What you are asked to do:
All of the material below is to be repeated exactly.

++++

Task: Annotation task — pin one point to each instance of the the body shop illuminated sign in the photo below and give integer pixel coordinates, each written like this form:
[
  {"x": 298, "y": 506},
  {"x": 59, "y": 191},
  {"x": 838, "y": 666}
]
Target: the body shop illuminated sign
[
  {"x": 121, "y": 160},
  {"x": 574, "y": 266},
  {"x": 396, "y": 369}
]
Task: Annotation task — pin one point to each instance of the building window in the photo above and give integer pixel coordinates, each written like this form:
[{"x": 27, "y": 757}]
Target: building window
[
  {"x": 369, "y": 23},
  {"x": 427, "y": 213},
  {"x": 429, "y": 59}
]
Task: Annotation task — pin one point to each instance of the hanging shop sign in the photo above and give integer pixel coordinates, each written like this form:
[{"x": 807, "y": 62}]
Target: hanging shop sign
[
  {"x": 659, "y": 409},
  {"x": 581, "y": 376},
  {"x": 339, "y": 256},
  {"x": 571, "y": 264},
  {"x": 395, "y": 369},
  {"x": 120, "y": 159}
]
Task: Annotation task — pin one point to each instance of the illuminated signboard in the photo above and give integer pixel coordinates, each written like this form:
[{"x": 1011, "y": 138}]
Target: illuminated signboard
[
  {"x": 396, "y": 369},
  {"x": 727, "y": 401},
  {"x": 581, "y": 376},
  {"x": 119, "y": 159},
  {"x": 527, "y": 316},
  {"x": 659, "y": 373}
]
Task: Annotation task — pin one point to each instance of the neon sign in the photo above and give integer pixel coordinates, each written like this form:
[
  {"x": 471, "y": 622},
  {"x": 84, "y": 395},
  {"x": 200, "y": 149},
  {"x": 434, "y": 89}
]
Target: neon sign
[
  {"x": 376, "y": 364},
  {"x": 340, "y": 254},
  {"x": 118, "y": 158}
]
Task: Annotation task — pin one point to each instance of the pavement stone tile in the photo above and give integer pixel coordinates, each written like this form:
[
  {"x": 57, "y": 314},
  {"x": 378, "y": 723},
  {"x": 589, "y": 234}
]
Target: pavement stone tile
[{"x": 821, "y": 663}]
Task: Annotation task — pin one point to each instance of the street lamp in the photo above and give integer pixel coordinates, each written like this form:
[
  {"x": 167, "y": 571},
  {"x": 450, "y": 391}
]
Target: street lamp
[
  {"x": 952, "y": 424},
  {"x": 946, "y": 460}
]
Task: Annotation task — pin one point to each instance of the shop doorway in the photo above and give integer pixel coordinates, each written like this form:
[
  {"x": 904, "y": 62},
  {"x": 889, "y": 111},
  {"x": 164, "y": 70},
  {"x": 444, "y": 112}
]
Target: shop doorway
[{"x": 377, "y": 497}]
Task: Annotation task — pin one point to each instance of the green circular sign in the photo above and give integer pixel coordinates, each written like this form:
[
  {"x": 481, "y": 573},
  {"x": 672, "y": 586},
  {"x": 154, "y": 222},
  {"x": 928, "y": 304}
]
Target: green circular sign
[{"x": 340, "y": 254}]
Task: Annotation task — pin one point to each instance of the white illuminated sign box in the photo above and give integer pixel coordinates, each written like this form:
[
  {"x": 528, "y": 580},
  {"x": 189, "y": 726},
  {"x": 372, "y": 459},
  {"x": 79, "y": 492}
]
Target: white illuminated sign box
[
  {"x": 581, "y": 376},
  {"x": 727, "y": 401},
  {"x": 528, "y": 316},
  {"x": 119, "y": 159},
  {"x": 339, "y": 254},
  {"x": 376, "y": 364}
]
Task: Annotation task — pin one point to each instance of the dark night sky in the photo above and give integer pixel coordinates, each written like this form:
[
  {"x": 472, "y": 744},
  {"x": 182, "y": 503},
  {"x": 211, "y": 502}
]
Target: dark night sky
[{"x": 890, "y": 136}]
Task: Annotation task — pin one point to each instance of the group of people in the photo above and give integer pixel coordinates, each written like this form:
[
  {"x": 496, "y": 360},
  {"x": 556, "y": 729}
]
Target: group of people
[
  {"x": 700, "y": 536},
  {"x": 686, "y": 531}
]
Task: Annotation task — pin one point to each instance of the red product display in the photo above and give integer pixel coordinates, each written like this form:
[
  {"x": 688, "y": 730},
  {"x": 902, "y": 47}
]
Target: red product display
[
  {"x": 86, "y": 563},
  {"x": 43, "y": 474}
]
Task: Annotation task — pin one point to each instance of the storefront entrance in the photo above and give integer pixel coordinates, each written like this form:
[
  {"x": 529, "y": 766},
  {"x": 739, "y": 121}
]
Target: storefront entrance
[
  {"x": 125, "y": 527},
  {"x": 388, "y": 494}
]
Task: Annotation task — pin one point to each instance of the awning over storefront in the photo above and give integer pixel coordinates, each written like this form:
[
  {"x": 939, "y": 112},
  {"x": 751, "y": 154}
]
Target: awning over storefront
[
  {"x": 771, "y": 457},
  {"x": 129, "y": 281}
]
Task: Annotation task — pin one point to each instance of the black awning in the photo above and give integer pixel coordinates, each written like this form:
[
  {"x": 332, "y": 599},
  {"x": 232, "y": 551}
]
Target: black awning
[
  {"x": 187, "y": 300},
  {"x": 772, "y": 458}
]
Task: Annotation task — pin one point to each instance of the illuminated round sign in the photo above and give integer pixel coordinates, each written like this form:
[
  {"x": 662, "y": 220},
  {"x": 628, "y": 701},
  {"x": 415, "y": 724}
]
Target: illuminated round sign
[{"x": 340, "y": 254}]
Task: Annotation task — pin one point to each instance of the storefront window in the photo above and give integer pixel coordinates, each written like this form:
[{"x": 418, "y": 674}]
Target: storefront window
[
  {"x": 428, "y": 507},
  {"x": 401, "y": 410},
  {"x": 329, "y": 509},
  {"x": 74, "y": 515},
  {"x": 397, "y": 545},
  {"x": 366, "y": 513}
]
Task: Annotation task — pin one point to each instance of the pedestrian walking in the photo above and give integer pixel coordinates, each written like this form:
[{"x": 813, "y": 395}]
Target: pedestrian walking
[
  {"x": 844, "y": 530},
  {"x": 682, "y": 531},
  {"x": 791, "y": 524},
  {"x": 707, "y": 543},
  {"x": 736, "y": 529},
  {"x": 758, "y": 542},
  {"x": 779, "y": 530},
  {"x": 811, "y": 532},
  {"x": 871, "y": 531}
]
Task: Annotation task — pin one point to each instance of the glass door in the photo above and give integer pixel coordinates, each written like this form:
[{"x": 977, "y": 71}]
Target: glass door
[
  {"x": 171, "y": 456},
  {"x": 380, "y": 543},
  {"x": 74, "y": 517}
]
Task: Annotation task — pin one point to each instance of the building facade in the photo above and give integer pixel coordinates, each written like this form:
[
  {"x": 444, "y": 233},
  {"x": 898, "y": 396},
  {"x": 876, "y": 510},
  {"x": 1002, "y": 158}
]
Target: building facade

++++

The reply:
Task: Annotation task — pin one point to each instance of the the body shop illuminated sign in the photo below and give integer pixel coordinates, each written like this form:
[
  {"x": 298, "y": 506},
  {"x": 59, "y": 191},
  {"x": 838, "y": 666}
]
Target: the body shop illuminated sign
[
  {"x": 121, "y": 160},
  {"x": 574, "y": 266},
  {"x": 396, "y": 369}
]
Task: Annotation task — pin one point to each instance of the building window in the photo above and give integer pixel coordinates, each written like this form:
[{"x": 27, "y": 757}]
Target: building window
[
  {"x": 369, "y": 23},
  {"x": 427, "y": 213},
  {"x": 429, "y": 59}
]
Task: Annotation task — pin one point to each instance of the hanging shop sign in the photo above and give integer pixel coordinates, each written like this form:
[{"x": 807, "y": 62}]
Target: hanging shop sign
[
  {"x": 659, "y": 409},
  {"x": 581, "y": 376},
  {"x": 339, "y": 256},
  {"x": 571, "y": 264},
  {"x": 395, "y": 369},
  {"x": 120, "y": 159}
]
Task: Annotation task — pin one point to each instance of the illuminated signboard in the photo above and give integer pixel coordinates, each written like this form:
[{"x": 1011, "y": 138}]
Target: illuminated signboard
[
  {"x": 396, "y": 369},
  {"x": 727, "y": 401},
  {"x": 581, "y": 376},
  {"x": 119, "y": 159},
  {"x": 527, "y": 316},
  {"x": 659, "y": 373}
]
Task: Annotation task — pin one point to each instance of the neon sign in the photo above and give integer pixel coordinates, each written like this form:
[
  {"x": 471, "y": 622},
  {"x": 84, "y": 395},
  {"x": 200, "y": 149},
  {"x": 434, "y": 89}
]
Target: neon sign
[
  {"x": 376, "y": 364},
  {"x": 340, "y": 254},
  {"x": 118, "y": 158}
]
Task: Annotation task — pin one point to each instance of the pavement stone tile in the photo above and give integer pixel coordinates, each written like this form:
[
  {"x": 57, "y": 314},
  {"x": 378, "y": 723},
  {"x": 589, "y": 234}
]
Target: pavement stone tile
[{"x": 821, "y": 663}]
Task: Annotation task — pin one point to each instance of the street lamp in the photo above and give integer pixel coordinates, each written like this form:
[
  {"x": 167, "y": 571},
  {"x": 450, "y": 391}
]
Target: street lamp
[
  {"x": 952, "y": 424},
  {"x": 946, "y": 460}
]
Task: Annotation task — pin one point to each instance of the shop doorway in the photo above and give integer pixel coordinates, each written like this form:
[
  {"x": 904, "y": 62},
  {"x": 889, "y": 111},
  {"x": 164, "y": 70},
  {"x": 444, "y": 112}
]
Target: shop doorway
[{"x": 377, "y": 497}]
Task: Annotation task — pin one point to each instance of the green circular sign in the photo above and give integer pixel coordinates, each written like this form:
[
  {"x": 481, "y": 573},
  {"x": 672, "y": 586},
  {"x": 154, "y": 222},
  {"x": 928, "y": 304}
]
Target: green circular sign
[{"x": 340, "y": 254}]
Task: Annotation task — pin one point to each instance of the white illuminated sign box in the photo above and give integer pixel coordinates, each written like this form:
[
  {"x": 528, "y": 580},
  {"x": 189, "y": 726},
  {"x": 372, "y": 459},
  {"x": 79, "y": 492}
]
Target: white illuminated sign box
[
  {"x": 581, "y": 376},
  {"x": 727, "y": 401},
  {"x": 528, "y": 316},
  {"x": 119, "y": 159},
  {"x": 339, "y": 254},
  {"x": 376, "y": 364}
]
Task: Annotation task — pin one point to each instance of the dark night sky in the photo above and give integer pixel coordinates, each written like this form:
[
  {"x": 472, "y": 744},
  {"x": 182, "y": 503},
  {"x": 211, "y": 502}
]
Target: dark night sky
[{"x": 890, "y": 136}]
Task: Annotation task — pin one point to each instance of the group of people in the photo above and give integer pixel coordinates, each written like this form:
[
  {"x": 496, "y": 360},
  {"x": 556, "y": 729}
]
Target: group of people
[
  {"x": 700, "y": 536},
  {"x": 686, "y": 531}
]
Task: Annotation task — pin one point to each instance of the red product display in the photo above and give integer pixel coordinates, each written like this form:
[
  {"x": 688, "y": 730},
  {"x": 902, "y": 47}
]
Target: red product display
[
  {"x": 86, "y": 563},
  {"x": 43, "y": 474}
]
Task: Annotation task — pin one point to each instance of the storefront entrance in the photo above and give integer pixel coordinates, each written like this form:
[
  {"x": 529, "y": 766},
  {"x": 739, "y": 121}
]
Target: storefront entrance
[
  {"x": 125, "y": 527},
  {"x": 388, "y": 494}
]
Task: Annotation task — pin one point to each instance of the awning over storefront in the photo above and give integer pixel coordinates, each written like this form:
[
  {"x": 939, "y": 112},
  {"x": 751, "y": 154}
]
Target: awning over storefront
[
  {"x": 771, "y": 457},
  {"x": 129, "y": 281}
]
Task: Annotation task — pin one point to each instance of the black awning in the photo above and give integer pixel coordinates, each written like this form:
[
  {"x": 332, "y": 599},
  {"x": 232, "y": 551}
]
Target: black awning
[
  {"x": 187, "y": 300},
  {"x": 772, "y": 458}
]
Task: Annotation task — pin one point to each instance of the illuminated round sign in the photo above and give integer pixel coordinates, each written like this form:
[
  {"x": 662, "y": 220},
  {"x": 628, "y": 701},
  {"x": 415, "y": 724}
]
Target: illuminated round sign
[{"x": 340, "y": 254}]
Task: Annotation task — pin one point to each instance of the storefront window in the photo above and give integer pixel coordinates, each written like this form:
[{"x": 418, "y": 674}]
Target: storefront window
[
  {"x": 428, "y": 507},
  {"x": 401, "y": 410},
  {"x": 329, "y": 509},
  {"x": 74, "y": 515},
  {"x": 397, "y": 545},
  {"x": 366, "y": 513}
]
Task: Annotation task — pin one point to each instance of the pedestrian walking in the photo above and give integer pixel coordinates, each written like this form:
[{"x": 813, "y": 395}]
Target: pedestrian walking
[
  {"x": 844, "y": 530},
  {"x": 682, "y": 531},
  {"x": 791, "y": 524},
  {"x": 707, "y": 543},
  {"x": 736, "y": 529},
  {"x": 758, "y": 542},
  {"x": 779, "y": 530},
  {"x": 811, "y": 532},
  {"x": 871, "y": 531}
]
Task: Annotation task — pin one point to each instance of the glass door in the photo above and give integer pixel coordinates, each written like this form:
[{"x": 977, "y": 71}]
Target: glass door
[
  {"x": 171, "y": 456},
  {"x": 380, "y": 543},
  {"x": 74, "y": 517}
]
Task: Annotation task — pin one point to each instance of the building facade in the photo above and give integer pixel coordinates, each written like this form:
[
  {"x": 444, "y": 233},
  {"x": 898, "y": 396},
  {"x": 876, "y": 510},
  {"x": 1002, "y": 158}
]
Target: building facade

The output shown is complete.